──────── Supplied data

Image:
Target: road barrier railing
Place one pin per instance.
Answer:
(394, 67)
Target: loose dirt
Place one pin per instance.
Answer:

────────────────
──────── Supplied data

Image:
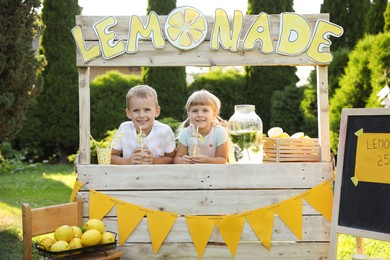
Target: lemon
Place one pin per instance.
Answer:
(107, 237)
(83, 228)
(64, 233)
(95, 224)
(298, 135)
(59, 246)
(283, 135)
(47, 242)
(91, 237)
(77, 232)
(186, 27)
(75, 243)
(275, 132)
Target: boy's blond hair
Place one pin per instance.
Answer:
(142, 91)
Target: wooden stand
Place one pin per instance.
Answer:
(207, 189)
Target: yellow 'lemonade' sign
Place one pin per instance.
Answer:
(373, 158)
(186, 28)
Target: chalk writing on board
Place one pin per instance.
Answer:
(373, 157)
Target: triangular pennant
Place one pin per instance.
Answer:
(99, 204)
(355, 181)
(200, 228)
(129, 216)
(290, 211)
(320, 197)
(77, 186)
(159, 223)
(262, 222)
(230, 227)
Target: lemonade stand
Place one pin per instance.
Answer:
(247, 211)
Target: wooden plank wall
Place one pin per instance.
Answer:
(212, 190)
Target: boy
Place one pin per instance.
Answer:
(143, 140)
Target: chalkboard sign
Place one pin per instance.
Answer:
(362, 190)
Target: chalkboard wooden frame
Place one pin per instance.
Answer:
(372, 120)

────────────────

_Task statement_: Copy out each line of the data where the string "lemonade" appears.

_Written solution_:
Target: yellow 'lemonade' sign
Target: lemonade stand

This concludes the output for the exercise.